*练习目标*:
将下列全部材料逐行原样重新给出，不得改动任何字符。

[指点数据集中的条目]
================================

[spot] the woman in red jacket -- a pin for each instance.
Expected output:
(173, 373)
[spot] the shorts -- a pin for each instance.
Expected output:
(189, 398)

================================

*问题解答*:
[spot] the woman in red jacket -- a pin for each instance.
Expected output:
(173, 373)
[spot] the shorts -- a pin for each instance.
Expected output:
(189, 398)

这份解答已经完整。